RECORDED INFORMATION =
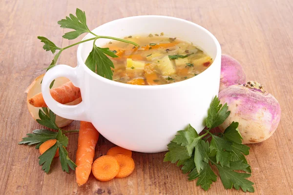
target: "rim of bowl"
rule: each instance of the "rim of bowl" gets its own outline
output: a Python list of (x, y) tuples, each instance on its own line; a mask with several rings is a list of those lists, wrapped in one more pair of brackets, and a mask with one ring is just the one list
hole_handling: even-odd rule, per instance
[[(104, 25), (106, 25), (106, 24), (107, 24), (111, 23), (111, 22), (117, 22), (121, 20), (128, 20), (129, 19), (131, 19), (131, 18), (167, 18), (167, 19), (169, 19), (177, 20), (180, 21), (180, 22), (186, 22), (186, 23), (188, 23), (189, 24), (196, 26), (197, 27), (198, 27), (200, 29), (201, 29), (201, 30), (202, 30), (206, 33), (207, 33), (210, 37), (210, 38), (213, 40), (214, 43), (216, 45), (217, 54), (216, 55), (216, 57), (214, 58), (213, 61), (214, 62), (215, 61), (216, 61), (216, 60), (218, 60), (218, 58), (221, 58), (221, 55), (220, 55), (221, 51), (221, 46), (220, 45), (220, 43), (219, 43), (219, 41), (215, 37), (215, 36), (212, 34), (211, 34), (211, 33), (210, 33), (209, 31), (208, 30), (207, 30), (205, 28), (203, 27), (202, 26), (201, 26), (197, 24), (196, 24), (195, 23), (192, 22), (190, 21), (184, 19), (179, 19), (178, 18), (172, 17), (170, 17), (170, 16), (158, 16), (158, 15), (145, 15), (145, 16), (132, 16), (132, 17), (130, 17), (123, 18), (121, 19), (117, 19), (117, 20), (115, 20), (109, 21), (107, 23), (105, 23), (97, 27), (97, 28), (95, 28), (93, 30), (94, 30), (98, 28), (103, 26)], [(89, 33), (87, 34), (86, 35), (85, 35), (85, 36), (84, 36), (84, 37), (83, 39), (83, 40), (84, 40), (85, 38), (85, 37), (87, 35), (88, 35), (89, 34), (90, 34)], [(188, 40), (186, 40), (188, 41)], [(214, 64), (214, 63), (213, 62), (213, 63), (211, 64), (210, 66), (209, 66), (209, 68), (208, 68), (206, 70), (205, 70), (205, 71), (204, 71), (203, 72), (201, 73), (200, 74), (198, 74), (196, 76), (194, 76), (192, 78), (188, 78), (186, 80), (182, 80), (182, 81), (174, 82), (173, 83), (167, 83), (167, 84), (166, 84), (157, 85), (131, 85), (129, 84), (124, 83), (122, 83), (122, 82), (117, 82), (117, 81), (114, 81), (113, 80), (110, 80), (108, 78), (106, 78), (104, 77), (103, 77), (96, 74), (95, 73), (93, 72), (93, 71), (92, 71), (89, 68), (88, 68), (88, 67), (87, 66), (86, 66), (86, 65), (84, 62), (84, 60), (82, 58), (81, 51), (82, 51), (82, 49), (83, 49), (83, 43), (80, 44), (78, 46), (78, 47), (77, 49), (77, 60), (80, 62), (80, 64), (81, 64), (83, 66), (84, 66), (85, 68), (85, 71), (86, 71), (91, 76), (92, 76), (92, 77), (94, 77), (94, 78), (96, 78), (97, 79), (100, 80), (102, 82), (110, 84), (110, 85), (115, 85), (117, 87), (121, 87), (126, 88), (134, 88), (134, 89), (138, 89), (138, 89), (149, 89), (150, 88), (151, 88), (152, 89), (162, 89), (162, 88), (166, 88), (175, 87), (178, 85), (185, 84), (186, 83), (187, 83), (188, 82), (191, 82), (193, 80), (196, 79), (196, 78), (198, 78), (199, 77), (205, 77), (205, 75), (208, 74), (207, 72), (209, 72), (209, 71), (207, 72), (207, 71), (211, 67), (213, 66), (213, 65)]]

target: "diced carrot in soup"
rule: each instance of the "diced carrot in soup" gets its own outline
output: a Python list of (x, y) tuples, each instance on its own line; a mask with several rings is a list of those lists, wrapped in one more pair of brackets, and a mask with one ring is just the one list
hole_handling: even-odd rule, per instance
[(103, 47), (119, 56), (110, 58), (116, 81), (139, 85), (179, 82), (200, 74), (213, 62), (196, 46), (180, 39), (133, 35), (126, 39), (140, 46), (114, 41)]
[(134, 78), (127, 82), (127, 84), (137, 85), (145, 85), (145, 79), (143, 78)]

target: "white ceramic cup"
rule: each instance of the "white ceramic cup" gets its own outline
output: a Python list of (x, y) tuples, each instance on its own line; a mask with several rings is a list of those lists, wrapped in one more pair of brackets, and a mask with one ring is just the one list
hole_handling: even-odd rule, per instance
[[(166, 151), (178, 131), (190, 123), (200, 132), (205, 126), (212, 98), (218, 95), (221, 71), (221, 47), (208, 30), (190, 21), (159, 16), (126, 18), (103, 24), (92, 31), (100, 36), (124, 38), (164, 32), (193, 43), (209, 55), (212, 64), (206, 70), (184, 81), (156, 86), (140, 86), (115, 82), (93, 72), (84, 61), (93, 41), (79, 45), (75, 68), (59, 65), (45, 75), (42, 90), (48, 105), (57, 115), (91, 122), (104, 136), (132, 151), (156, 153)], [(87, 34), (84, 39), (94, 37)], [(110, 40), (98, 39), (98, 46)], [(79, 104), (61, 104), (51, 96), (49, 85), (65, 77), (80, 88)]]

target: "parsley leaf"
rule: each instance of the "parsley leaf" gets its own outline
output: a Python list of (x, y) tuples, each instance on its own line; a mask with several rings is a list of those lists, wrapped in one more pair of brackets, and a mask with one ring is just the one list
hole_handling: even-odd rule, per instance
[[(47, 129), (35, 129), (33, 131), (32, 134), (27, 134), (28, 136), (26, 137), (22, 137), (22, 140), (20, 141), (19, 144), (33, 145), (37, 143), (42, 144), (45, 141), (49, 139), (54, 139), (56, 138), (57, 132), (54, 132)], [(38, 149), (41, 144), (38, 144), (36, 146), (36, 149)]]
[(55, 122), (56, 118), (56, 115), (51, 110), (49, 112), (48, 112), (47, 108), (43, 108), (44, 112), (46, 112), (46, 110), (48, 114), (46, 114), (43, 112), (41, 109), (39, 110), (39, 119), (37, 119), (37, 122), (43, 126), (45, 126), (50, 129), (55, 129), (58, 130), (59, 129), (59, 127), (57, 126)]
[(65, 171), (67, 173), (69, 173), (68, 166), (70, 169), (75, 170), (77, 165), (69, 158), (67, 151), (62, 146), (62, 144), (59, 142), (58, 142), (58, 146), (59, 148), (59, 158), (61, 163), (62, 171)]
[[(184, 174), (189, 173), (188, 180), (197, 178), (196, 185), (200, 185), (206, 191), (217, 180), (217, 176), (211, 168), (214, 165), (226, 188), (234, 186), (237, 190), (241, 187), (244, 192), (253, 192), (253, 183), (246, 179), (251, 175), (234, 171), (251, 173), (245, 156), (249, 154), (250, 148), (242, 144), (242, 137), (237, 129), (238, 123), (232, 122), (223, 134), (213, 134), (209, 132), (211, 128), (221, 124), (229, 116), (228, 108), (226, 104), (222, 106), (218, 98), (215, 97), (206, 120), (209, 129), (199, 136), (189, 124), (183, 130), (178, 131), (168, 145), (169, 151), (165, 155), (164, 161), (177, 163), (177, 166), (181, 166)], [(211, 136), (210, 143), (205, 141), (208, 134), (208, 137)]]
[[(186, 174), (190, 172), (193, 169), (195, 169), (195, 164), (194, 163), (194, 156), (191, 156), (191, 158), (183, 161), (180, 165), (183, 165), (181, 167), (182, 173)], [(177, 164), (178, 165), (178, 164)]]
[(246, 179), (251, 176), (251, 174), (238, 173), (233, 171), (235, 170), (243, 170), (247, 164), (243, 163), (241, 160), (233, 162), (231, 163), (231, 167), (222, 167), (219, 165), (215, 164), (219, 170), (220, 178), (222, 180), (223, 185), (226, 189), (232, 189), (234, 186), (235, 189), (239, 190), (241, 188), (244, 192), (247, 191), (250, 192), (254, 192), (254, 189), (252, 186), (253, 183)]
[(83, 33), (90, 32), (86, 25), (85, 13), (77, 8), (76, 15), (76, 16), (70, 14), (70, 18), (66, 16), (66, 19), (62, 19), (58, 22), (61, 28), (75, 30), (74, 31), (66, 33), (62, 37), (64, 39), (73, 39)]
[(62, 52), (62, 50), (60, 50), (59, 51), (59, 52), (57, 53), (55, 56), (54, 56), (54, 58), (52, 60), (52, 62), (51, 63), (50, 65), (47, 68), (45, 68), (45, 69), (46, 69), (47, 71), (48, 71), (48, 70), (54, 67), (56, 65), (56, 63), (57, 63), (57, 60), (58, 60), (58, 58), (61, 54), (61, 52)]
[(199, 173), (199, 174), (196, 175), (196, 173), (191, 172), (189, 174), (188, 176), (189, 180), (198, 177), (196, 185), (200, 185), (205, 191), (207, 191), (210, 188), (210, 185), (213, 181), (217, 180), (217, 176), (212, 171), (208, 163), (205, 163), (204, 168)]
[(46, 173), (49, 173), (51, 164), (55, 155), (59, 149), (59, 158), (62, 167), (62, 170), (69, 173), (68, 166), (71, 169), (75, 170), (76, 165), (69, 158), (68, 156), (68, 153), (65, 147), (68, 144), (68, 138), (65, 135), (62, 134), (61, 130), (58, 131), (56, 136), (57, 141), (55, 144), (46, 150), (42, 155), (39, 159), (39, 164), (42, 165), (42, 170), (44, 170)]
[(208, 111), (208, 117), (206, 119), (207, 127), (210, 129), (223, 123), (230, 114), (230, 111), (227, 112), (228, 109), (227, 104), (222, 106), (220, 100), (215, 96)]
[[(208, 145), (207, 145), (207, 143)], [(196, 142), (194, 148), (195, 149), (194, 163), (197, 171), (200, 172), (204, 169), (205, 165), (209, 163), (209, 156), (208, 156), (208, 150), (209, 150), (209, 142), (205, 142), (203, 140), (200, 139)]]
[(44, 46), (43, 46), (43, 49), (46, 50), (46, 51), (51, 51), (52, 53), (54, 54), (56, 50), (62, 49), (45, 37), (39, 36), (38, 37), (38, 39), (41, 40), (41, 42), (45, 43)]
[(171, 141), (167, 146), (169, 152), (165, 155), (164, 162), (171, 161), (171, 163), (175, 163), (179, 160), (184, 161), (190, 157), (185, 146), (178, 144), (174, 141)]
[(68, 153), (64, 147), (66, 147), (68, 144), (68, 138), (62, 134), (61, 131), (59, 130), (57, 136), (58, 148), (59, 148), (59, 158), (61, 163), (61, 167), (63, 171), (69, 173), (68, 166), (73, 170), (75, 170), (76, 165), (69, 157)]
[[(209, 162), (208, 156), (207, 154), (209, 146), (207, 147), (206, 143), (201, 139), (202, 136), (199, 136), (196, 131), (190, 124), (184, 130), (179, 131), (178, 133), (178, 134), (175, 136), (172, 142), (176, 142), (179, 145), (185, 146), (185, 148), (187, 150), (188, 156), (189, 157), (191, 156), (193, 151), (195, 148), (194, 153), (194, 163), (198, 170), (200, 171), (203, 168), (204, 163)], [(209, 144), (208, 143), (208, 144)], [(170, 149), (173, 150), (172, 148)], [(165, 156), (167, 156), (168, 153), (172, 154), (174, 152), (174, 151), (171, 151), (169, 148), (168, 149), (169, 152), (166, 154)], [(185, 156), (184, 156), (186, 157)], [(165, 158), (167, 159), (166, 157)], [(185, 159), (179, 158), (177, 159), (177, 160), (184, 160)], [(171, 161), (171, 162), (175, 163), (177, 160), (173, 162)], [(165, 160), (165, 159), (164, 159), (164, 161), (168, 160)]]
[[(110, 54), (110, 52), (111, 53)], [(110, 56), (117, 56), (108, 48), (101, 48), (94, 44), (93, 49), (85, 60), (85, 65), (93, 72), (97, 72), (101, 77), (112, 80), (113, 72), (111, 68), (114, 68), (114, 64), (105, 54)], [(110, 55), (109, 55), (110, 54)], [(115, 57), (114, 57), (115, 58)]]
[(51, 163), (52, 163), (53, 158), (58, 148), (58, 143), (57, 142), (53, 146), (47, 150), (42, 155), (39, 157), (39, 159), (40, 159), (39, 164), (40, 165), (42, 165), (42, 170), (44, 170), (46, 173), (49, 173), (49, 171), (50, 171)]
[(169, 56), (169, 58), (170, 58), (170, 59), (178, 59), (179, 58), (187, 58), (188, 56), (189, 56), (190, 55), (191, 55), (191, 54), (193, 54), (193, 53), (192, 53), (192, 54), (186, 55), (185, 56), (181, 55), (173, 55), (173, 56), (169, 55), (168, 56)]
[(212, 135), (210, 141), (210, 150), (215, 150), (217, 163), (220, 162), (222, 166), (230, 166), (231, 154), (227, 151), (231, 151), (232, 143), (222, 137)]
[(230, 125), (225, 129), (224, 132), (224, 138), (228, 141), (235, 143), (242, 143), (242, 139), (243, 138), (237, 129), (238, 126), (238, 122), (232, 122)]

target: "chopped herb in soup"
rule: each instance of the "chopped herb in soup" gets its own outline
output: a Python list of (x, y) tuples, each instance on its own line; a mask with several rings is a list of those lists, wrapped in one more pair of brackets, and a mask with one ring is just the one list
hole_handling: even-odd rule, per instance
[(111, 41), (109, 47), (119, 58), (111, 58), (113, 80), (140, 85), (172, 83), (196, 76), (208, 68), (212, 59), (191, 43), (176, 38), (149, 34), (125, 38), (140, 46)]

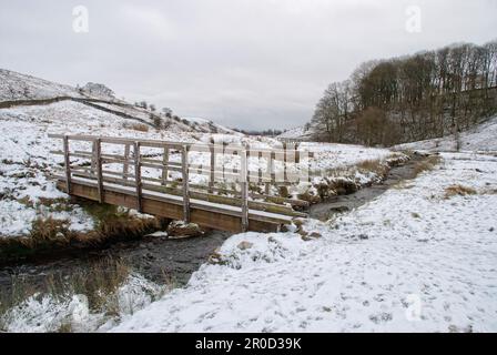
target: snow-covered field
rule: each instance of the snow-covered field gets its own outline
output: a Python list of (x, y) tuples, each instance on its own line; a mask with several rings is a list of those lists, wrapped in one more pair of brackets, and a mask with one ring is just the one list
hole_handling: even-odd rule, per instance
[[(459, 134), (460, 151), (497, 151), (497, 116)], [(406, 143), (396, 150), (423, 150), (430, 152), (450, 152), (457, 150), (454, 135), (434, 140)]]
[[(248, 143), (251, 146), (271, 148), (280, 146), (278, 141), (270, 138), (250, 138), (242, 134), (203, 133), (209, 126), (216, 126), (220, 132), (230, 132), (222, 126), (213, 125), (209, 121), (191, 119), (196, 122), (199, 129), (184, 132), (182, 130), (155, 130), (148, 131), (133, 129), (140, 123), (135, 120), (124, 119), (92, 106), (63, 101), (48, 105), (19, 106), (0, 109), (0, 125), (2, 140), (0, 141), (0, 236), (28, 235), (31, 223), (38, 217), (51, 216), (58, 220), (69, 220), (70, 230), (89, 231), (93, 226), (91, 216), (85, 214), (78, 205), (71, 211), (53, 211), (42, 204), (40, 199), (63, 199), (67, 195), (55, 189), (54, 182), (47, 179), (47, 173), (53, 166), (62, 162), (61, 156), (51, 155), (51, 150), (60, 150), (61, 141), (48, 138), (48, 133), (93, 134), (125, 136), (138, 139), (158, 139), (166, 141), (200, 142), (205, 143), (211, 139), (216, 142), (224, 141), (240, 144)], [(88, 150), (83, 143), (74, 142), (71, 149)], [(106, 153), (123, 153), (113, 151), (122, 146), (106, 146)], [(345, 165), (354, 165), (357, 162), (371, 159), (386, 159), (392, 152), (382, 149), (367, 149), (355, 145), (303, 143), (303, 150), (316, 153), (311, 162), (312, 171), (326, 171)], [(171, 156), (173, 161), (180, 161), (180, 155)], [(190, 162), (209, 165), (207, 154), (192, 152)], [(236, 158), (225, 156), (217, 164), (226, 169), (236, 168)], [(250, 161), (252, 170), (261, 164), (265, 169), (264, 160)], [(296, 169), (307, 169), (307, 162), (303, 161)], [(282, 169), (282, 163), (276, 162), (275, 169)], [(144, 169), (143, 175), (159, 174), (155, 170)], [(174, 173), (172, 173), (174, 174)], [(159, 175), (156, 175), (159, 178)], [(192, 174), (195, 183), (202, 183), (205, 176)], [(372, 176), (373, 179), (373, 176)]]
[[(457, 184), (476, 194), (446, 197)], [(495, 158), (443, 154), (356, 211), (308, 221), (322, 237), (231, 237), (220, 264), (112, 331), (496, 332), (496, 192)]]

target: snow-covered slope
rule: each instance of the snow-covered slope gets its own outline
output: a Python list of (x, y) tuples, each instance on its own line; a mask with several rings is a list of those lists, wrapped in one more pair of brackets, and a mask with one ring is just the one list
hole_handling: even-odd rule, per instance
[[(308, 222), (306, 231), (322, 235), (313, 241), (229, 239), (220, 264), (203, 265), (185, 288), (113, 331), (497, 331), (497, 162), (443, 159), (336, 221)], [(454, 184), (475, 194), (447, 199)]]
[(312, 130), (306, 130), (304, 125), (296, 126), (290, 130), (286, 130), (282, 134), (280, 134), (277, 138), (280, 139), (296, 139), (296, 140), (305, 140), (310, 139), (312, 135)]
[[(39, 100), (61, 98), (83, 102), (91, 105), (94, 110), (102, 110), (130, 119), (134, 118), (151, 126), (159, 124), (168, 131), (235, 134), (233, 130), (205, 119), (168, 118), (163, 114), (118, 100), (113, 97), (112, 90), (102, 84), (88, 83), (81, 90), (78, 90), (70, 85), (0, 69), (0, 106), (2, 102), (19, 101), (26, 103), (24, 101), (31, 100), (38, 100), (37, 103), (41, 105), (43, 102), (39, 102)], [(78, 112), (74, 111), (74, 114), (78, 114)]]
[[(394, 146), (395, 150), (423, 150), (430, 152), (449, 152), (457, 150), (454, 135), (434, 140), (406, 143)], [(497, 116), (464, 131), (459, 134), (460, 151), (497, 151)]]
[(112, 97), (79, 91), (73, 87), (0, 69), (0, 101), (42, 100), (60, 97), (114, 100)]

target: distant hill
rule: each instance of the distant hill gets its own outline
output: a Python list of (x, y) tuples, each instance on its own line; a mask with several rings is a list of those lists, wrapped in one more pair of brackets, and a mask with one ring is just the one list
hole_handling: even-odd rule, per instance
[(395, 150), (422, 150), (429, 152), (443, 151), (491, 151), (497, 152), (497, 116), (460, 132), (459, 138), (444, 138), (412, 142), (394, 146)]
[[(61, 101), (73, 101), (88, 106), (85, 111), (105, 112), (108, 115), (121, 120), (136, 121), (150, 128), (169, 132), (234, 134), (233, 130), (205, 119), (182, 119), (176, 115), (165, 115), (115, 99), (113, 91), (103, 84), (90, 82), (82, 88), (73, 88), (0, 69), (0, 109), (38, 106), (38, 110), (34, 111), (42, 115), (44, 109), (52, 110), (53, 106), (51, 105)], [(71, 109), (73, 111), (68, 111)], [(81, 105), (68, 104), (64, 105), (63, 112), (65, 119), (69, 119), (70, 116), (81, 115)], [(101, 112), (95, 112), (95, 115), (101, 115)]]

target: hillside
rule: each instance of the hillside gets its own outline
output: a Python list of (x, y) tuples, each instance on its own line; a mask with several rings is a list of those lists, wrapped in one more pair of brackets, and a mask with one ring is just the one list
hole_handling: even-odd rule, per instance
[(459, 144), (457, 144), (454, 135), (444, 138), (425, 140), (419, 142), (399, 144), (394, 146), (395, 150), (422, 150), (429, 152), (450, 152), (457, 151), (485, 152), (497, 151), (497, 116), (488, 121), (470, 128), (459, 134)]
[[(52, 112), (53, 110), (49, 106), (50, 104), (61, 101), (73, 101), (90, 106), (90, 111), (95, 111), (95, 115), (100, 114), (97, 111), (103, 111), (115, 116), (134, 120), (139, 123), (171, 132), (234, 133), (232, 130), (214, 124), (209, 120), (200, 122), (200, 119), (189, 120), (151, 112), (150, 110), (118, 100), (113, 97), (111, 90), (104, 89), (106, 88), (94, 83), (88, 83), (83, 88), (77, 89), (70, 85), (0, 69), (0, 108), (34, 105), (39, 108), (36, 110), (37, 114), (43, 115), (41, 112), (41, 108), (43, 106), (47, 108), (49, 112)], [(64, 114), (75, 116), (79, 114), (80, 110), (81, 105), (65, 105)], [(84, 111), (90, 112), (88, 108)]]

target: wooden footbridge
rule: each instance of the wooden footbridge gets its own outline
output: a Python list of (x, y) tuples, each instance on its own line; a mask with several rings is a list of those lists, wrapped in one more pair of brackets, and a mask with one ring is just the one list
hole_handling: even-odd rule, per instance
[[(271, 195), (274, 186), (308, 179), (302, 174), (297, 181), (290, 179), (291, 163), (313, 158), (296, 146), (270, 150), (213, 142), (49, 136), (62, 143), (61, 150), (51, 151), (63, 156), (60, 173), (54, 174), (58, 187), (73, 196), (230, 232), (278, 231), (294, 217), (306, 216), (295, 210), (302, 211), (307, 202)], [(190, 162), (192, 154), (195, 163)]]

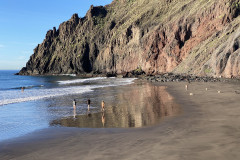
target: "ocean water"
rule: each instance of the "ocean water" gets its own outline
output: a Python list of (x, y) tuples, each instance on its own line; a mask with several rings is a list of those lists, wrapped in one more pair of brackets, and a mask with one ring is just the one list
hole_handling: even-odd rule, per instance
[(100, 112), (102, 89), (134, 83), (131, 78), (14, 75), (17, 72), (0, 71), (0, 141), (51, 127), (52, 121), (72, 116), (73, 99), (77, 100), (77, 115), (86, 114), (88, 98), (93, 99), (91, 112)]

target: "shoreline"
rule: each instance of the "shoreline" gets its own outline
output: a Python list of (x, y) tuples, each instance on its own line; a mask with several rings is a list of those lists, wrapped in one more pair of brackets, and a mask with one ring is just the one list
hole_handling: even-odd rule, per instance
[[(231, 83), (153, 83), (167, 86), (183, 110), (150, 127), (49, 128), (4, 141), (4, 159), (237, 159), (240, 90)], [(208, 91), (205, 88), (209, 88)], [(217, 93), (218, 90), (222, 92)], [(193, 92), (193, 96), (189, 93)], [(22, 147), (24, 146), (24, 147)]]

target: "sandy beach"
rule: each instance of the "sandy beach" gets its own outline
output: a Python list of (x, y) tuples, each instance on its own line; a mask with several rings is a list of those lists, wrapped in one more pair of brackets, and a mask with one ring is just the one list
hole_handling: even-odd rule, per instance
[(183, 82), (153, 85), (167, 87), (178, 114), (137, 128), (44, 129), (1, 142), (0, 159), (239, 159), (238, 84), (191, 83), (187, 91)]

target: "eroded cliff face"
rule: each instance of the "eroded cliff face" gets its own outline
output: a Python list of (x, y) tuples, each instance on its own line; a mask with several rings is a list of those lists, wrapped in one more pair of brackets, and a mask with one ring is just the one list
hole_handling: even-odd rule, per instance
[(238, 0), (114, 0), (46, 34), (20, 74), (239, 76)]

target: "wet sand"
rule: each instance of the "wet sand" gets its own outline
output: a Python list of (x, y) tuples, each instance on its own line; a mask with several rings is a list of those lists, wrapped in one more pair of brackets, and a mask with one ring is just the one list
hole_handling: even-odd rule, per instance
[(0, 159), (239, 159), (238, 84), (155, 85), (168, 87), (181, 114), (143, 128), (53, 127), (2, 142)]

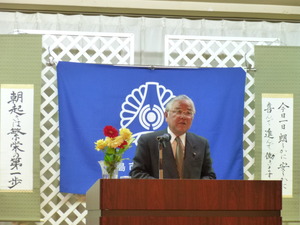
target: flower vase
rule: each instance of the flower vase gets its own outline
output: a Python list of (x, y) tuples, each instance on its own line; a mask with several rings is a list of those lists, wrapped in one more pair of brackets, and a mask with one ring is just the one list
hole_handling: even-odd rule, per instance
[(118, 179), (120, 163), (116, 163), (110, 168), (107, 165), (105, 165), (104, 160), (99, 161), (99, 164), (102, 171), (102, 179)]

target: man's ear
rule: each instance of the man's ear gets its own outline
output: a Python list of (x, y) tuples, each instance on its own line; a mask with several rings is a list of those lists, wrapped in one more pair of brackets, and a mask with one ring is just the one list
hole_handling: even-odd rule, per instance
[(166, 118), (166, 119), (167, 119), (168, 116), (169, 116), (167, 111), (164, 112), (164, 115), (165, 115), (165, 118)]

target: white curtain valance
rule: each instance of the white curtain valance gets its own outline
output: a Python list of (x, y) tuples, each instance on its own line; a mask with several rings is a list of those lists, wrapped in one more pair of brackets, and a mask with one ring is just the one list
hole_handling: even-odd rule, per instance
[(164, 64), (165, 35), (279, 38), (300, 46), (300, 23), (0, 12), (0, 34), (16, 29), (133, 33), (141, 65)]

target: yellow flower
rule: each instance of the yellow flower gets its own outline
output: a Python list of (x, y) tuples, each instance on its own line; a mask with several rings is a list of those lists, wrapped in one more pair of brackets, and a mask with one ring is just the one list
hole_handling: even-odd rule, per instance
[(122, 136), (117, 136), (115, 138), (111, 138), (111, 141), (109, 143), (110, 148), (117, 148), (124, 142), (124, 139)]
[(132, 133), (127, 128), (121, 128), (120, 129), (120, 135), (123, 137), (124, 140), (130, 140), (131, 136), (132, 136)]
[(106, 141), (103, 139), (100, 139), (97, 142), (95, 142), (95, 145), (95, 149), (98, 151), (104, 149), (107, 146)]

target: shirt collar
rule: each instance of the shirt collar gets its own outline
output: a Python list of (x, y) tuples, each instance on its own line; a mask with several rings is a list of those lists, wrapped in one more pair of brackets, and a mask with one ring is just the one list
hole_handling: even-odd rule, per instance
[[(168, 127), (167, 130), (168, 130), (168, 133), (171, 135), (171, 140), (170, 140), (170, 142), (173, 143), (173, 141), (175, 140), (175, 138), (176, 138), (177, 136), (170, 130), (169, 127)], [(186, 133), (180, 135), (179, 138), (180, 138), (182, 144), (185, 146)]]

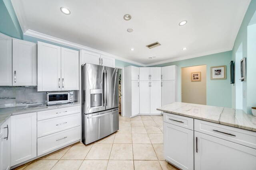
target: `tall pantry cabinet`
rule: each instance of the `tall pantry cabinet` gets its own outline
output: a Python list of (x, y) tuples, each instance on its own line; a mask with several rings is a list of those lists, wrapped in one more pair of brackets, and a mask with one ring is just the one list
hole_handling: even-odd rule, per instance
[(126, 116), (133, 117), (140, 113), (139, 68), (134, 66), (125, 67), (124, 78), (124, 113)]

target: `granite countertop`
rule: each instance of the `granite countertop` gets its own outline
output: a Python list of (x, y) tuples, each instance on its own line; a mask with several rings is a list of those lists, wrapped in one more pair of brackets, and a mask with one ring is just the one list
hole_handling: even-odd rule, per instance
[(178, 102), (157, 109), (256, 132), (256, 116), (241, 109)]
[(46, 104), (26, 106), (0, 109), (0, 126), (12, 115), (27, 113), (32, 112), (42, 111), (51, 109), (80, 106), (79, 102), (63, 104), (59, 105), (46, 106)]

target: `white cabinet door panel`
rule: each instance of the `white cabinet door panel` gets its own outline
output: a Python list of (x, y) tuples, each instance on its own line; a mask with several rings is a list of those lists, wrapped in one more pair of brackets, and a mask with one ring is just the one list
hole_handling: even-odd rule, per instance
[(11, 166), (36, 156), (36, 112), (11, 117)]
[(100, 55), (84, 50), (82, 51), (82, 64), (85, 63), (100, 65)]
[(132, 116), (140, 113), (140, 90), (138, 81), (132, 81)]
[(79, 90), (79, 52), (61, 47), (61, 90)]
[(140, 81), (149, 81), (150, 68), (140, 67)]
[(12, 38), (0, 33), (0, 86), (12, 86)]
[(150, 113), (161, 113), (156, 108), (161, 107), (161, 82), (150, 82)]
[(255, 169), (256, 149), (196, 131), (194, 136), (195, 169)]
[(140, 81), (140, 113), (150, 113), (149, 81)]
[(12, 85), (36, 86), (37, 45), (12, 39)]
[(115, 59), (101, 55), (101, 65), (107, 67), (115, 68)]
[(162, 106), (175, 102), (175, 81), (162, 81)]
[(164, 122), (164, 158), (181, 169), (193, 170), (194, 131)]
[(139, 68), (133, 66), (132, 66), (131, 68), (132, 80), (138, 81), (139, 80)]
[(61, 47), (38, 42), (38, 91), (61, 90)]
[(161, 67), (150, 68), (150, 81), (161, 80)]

WRITTEN INSTRUCTION =
Please copy these lines exactly as they appear, beginning at the line that contains "target: white curtain valance" and stopping after the line that contains "33), (141, 65)]".

PROBLEM SOLUTION =
target: white curtain valance
rule: each instance of the white curtain valance gets its own outline
output: a Python list of (x, y) tuples, each instance on its own line; a mask with several rings is a list of those lists, wrapped in one more pair of brackets, and a mask with one ring is just the one list
hole_handling: even-odd rule, per instance
[(164, 64), (165, 35), (279, 38), (300, 46), (300, 23), (0, 12), (0, 34), (16, 29), (133, 33), (141, 65)]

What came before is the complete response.